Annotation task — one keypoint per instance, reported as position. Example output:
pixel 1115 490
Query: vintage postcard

--

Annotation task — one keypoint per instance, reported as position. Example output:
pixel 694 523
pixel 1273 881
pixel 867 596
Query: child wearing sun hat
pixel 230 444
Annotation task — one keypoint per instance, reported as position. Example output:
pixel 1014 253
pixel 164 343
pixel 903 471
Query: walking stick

==

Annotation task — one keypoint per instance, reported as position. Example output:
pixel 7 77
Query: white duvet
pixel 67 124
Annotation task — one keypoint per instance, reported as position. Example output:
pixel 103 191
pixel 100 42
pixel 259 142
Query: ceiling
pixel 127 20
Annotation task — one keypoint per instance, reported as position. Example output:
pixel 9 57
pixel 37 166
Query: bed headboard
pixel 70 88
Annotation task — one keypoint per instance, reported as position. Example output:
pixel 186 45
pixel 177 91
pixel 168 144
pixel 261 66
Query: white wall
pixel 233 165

## Exercise
Please pull out every line in the items above that contains the word "Query".

## Full solution
Query: vintage postcard
Query: child wearing sun hat
Query: walking stick
Query: white duvet
Query: ceiling
Query: bed headboard
Query: white wall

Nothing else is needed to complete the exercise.